#### Passage
%%

Over the course of two years these letters evolved into more than lessons in English—they became an exchange between two women interested in each other’s lives and cultures. And though Alonso never planned to meet her pen pal in person, an opportunity unexpectedly arrived. 

An associate faculty member of the Department of Gender and Women’s Studies at the University of Wisconsin-Madison, Alonso was offered the chance to travel to Uganda—an interior African country that shares a border with Kenya—for a health care study. Alonso knew that if she wanted to meet this woman, who had become her friend, it was now or never. 

The only problem was getting there. To reach rural areas where roads are nearly impossible to travel or nonexistent, Alonso made her way by every mode of transport possible. Days later, she arrived in Godo, a small village near the southern coastal tip of Kenya, rolling in on a motorbike. Finally, the two women came face to face. 

“It was very surreal. We just stood there laughing,” Alonso recalls. 

For the next few weeks, Alonso stayed in Godo, learning about their culture and daily lives. They were just as eager to learn about her. Alonso shared her past—how she grew up in Spain, became a registered nurse, and ultimately traveled to the United States to pursue advanced degrees in history and medical anthropology. After learning she was a nurse, the village women began to approach Alonso for answers to their health questions.

%%

#### Recorded data
%%

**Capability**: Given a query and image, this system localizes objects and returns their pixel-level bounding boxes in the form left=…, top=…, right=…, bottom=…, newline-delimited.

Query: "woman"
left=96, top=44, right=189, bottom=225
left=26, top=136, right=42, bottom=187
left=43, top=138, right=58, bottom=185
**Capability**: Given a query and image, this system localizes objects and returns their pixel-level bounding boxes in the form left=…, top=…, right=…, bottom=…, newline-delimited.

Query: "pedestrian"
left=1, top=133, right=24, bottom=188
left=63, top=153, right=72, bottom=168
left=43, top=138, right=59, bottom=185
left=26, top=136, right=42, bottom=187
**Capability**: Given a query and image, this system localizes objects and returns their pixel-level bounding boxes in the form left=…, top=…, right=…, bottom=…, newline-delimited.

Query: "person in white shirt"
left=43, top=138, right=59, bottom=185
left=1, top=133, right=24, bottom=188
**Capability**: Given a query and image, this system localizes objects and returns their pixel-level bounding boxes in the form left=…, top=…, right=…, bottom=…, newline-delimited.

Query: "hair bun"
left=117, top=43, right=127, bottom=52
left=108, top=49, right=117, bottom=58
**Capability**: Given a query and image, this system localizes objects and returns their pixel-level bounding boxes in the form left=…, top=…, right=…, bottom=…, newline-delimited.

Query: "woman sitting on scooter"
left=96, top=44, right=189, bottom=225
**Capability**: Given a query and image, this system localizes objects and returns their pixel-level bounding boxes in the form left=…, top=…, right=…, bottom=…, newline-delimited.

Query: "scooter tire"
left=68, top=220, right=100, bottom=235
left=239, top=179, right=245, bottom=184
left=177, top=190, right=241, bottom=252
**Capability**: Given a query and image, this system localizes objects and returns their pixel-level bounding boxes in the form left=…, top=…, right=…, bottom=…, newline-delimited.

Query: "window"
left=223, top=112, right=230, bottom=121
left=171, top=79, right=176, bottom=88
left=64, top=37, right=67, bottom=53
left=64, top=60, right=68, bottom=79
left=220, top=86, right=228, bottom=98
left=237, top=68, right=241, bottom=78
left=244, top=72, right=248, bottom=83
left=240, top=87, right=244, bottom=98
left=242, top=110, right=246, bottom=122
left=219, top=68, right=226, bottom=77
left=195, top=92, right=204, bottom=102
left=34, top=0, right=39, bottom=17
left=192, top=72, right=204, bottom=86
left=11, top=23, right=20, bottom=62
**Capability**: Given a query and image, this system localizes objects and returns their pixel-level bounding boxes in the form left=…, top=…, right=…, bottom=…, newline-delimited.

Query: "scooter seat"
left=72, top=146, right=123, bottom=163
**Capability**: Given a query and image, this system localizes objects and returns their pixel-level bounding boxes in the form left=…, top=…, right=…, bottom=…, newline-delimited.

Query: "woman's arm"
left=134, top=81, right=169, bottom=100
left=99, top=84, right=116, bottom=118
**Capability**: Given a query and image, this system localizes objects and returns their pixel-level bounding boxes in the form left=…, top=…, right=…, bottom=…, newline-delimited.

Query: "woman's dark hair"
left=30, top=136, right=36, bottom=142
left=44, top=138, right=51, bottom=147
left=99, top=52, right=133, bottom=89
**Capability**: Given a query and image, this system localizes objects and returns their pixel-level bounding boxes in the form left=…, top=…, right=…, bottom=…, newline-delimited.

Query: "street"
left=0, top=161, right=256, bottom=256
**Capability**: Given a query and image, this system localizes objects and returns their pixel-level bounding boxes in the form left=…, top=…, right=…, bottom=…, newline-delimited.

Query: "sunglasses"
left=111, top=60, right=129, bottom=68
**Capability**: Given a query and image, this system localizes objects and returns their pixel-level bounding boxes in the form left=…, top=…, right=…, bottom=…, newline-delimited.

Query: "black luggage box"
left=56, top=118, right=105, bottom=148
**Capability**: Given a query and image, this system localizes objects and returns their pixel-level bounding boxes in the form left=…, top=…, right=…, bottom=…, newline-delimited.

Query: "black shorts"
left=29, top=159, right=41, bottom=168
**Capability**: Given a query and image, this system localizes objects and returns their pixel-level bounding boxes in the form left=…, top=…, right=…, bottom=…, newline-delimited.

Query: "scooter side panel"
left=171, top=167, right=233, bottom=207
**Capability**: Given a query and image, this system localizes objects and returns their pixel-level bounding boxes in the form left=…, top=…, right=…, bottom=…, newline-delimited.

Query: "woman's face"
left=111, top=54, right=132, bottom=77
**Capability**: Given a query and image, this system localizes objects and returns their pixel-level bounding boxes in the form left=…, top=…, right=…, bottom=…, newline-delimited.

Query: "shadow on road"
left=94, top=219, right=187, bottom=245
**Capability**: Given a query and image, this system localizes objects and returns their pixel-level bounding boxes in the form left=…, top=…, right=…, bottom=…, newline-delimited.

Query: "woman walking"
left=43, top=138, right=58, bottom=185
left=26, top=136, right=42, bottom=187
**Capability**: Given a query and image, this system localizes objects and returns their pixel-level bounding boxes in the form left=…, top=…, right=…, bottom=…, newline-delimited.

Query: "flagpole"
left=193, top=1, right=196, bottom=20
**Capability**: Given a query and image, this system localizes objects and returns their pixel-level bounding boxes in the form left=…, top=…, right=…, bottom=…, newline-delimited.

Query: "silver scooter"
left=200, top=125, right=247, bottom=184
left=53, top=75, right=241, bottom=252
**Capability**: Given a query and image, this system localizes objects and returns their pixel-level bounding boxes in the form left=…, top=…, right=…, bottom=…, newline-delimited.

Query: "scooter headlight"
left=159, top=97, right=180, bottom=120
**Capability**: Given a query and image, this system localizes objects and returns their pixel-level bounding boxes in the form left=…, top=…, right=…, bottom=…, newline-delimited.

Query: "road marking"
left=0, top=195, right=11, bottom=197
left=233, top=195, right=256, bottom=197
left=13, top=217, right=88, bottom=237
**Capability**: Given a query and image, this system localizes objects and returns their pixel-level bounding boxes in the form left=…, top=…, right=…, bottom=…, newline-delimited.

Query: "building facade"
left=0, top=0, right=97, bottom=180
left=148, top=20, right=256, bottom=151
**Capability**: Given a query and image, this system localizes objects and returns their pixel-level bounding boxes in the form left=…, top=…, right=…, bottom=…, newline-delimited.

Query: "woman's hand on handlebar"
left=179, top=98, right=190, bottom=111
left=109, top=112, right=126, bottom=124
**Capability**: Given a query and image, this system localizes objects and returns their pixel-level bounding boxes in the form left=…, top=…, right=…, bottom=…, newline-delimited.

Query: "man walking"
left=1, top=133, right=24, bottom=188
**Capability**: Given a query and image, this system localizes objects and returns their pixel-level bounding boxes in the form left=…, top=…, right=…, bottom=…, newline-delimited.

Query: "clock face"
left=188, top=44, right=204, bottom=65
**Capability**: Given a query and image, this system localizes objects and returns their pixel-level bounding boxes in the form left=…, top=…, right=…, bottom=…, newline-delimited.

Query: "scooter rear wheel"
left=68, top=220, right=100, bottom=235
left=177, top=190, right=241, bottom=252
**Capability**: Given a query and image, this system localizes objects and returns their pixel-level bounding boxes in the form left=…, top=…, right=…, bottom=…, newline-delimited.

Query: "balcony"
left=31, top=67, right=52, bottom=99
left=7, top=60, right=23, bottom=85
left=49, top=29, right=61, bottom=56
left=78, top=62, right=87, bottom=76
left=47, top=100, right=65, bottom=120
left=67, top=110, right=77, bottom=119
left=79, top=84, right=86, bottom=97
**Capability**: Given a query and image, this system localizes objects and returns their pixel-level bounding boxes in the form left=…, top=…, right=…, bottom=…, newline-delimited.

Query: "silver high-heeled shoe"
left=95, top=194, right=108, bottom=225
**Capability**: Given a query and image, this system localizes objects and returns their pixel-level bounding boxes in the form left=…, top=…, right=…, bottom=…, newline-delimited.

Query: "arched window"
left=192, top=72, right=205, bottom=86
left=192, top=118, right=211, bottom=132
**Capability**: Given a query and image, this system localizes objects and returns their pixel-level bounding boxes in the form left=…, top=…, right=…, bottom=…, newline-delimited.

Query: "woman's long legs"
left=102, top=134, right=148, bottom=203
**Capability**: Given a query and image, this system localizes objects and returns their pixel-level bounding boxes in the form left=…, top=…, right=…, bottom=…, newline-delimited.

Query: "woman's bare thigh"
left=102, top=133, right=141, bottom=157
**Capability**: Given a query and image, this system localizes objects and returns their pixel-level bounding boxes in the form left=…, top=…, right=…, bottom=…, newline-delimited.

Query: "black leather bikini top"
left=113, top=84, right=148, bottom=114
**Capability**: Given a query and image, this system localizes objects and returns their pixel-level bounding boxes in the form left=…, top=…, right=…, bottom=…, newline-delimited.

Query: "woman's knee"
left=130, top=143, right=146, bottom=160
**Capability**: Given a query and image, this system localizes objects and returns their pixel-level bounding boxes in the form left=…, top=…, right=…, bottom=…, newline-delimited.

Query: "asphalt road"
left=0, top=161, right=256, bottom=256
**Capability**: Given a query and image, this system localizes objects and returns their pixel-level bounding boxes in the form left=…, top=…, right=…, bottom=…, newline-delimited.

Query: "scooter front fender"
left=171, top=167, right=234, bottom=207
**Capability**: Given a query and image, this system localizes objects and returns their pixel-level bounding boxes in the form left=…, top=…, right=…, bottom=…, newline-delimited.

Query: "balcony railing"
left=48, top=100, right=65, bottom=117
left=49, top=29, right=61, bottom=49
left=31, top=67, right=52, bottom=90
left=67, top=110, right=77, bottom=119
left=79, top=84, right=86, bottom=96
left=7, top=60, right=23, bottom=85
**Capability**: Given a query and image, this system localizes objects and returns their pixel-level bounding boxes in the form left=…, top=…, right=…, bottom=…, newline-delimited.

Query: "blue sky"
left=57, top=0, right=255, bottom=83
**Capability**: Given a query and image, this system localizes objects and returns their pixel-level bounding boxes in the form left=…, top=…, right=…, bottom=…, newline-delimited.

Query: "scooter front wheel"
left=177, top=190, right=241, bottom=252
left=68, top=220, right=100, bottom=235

%%

#### Required actions
[1] In the passage about Alonso, on what vehicle did she arrive in Godo?
[2] Name every country mentioned in the passage about Alonso.

#### Numbered answers
[1] A motorbike.

[2] Uganda, Kenya, Spain, the United States